** Opening Information provided block **

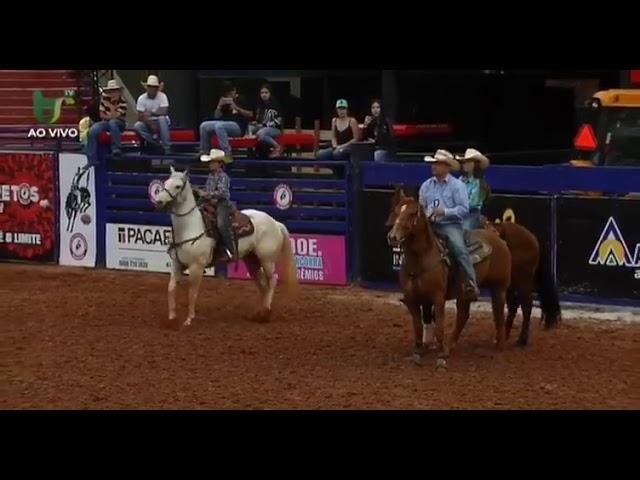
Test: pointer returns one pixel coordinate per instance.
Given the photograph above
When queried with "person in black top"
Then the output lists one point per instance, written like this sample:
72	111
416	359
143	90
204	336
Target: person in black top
344	131
268	123
231	119
378	129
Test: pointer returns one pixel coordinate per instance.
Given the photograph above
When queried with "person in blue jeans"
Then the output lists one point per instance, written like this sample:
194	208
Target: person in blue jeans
344	132
153	118
113	112
269	121
231	120
445	201
474	164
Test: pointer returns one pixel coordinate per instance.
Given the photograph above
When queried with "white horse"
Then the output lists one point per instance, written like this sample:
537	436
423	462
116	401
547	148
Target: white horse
192	249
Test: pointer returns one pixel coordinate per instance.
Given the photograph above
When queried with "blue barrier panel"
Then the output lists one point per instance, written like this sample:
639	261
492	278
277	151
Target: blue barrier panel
320	203
515	179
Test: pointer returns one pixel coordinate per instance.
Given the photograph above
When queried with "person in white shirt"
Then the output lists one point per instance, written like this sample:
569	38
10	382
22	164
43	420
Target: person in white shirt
153	119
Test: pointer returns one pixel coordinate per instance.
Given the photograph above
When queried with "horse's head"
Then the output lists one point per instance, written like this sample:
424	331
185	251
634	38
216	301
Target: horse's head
406	214
174	190
398	196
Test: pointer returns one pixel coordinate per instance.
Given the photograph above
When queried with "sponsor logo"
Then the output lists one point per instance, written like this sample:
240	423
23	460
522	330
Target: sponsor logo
283	197
78	246
611	249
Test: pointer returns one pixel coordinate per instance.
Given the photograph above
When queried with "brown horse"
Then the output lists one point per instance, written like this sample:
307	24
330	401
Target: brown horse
427	281
530	271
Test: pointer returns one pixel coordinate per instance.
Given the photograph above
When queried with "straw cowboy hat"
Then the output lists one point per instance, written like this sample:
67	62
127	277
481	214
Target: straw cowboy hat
215	155
474	155
111	86
152	81
443	156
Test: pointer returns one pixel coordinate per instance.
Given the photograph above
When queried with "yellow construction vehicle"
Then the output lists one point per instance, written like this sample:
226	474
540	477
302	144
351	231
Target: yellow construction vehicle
610	135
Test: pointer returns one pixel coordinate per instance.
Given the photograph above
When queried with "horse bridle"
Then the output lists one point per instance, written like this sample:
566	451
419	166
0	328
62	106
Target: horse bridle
174	198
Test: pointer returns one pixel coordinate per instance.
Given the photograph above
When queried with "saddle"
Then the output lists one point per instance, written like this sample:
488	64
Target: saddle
241	225
478	249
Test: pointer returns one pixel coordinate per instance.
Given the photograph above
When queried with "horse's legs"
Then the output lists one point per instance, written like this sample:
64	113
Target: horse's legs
512	305
419	350
439	305
196	272
255	270
427	325
269	271
462	316
498	299
527	305
176	274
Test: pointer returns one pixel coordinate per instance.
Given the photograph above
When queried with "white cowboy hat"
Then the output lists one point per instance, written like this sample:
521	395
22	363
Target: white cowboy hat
474	155
444	156
152	81
111	85
215	155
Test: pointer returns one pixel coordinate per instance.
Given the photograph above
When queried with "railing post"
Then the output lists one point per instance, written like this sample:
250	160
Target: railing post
360	153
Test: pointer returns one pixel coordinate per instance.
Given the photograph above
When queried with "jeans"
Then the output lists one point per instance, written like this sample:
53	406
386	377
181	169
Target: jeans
472	220
340	153
147	134
224	224
115	127
222	130
382	156
455	241
268	135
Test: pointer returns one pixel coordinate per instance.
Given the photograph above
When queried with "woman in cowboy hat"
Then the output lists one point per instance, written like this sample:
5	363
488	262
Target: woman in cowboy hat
113	112
474	164
153	108
444	199
218	189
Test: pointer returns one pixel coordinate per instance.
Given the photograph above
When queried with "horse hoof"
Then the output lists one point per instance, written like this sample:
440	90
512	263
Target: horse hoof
418	359
441	365
262	316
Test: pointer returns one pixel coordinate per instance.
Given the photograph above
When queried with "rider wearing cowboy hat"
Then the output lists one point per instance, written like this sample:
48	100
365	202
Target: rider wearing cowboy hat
218	189
113	112
474	164
445	200
153	108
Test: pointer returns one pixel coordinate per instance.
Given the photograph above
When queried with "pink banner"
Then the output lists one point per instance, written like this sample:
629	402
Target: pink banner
321	259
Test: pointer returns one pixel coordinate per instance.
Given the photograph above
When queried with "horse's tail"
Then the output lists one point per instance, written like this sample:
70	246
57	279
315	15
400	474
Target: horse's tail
548	293
288	263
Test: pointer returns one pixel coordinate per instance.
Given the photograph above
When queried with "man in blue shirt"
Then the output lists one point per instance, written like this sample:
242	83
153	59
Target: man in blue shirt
446	202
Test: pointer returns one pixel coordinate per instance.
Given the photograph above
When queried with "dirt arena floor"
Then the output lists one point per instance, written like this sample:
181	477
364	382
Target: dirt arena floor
90	339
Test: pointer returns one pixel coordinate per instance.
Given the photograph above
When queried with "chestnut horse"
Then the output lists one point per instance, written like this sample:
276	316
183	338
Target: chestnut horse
530	271
427	281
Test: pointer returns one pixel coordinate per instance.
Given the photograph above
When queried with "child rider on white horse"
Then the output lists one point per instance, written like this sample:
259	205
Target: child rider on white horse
218	189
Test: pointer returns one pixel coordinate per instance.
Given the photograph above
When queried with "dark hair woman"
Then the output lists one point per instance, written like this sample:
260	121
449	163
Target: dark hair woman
378	129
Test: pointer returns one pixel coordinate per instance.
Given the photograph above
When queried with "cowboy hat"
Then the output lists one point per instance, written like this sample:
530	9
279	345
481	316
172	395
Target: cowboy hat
152	81
111	85
215	155
474	155
443	156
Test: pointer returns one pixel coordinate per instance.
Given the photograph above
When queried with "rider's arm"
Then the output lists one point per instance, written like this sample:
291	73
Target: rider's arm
461	200
218	187
422	198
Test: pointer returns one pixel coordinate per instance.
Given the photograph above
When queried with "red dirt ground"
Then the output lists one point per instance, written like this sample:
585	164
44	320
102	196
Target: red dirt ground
91	339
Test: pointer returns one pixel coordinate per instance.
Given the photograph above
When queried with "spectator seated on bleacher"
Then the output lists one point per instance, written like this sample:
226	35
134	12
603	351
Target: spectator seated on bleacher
378	129
344	131
153	119
113	112
231	120
268	125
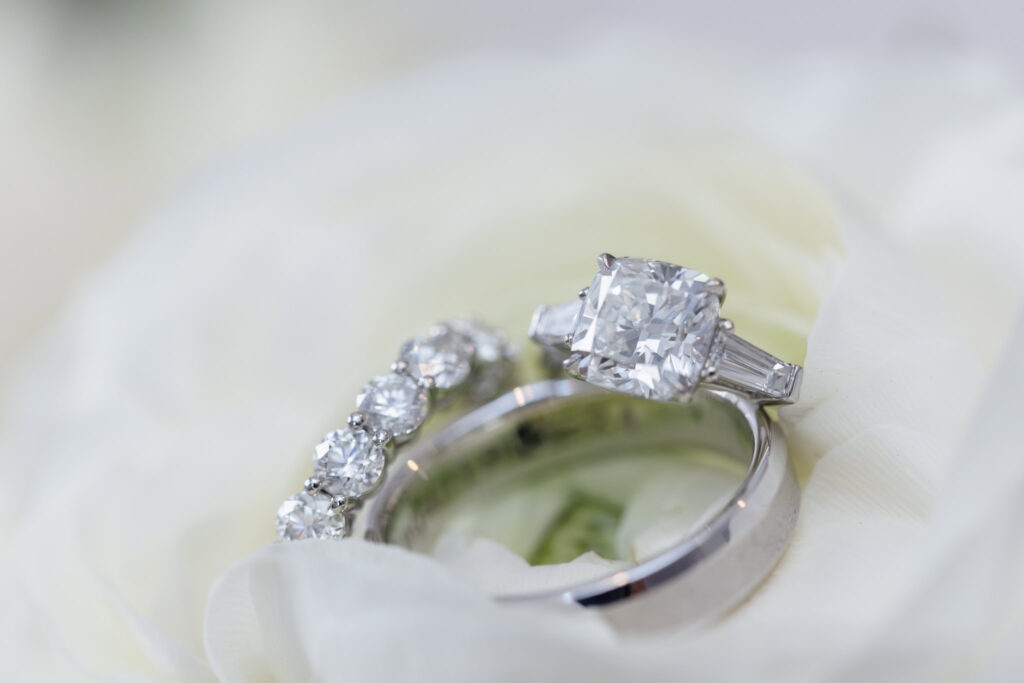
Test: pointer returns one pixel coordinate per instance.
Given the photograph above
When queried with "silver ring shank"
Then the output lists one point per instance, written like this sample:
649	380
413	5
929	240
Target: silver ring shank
702	575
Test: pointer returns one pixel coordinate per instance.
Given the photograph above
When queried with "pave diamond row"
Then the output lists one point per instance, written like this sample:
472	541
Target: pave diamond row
348	463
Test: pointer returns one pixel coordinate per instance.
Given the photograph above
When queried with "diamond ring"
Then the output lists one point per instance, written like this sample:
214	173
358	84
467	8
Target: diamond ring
653	330
463	355
692	578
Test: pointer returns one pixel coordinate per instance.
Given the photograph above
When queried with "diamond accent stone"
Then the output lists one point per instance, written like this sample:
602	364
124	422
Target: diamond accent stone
750	369
645	329
489	343
308	515
348	463
394	402
551	324
443	355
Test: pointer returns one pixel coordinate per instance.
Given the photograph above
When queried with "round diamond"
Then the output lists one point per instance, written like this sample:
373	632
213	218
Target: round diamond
394	402
348	463
442	355
489	343
308	515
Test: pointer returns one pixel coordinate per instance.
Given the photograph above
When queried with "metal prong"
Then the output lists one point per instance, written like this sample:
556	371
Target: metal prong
571	364
716	287
605	261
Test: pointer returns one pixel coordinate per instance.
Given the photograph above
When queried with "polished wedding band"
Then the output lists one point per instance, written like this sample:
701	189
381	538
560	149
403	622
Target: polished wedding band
463	355
651	329
698	578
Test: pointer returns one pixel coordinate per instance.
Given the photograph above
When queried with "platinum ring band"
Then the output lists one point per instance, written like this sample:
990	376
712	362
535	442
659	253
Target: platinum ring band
704	574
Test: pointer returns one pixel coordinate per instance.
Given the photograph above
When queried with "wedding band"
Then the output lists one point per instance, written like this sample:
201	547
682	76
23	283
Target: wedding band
653	330
459	356
699	577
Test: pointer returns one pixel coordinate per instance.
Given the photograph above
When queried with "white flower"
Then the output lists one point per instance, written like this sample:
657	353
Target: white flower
148	445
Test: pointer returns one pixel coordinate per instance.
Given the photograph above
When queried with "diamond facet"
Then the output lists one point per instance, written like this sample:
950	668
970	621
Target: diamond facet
645	329
443	355
308	515
394	402
348	463
491	344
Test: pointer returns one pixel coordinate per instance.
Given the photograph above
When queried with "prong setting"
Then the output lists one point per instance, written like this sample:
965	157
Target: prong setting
605	261
716	287
571	364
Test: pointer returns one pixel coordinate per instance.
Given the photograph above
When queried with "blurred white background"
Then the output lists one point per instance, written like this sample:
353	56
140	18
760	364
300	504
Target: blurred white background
108	105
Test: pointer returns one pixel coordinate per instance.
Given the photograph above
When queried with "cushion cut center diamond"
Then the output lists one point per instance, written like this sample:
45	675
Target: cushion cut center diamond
645	328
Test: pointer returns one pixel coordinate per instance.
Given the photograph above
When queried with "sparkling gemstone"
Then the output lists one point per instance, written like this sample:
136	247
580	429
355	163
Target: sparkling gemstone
645	329
551	324
308	515
489	343
348	463
394	402
442	355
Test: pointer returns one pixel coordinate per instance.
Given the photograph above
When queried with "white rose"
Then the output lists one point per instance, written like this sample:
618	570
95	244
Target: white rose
153	438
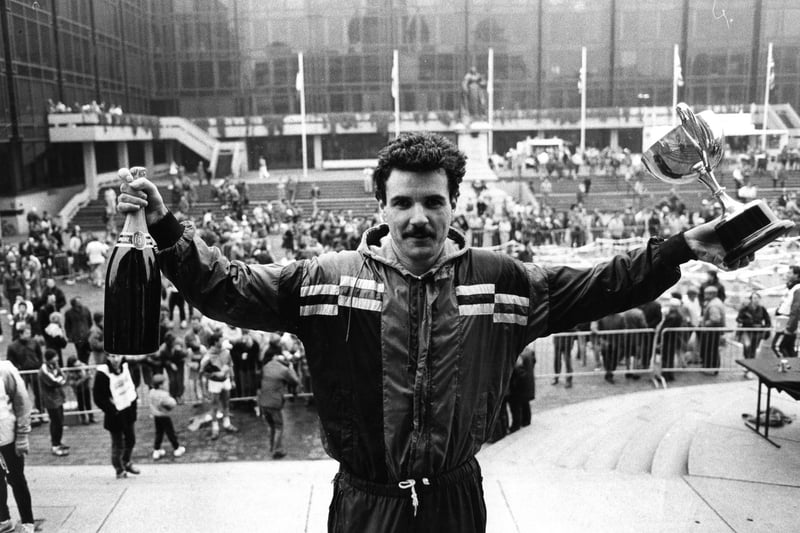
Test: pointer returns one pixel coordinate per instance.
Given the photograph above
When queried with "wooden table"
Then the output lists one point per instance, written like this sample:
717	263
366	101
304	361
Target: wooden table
768	375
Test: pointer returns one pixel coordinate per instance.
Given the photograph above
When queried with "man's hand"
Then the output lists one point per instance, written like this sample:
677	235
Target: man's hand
21	445
140	193
704	242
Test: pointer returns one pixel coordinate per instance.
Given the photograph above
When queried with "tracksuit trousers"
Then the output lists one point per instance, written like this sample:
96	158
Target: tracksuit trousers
452	501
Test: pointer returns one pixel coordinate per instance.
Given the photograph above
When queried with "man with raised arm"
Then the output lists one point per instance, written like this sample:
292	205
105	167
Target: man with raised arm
412	338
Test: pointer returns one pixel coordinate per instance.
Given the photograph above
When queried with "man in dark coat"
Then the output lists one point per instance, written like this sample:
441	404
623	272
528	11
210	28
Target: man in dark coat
25	353
77	322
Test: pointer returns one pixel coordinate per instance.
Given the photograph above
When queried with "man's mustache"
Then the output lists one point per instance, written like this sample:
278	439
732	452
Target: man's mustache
419	233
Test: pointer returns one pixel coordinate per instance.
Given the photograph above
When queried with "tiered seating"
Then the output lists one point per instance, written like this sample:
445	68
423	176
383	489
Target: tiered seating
344	193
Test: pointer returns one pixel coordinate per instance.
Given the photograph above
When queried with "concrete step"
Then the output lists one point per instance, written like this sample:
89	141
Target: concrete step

** Closing Information provided block **

§ **Work order**: Return each line from the entries above that includes "step".

§ **Reply to the exercise**:
When queried with "concrete step"
Target: concrete step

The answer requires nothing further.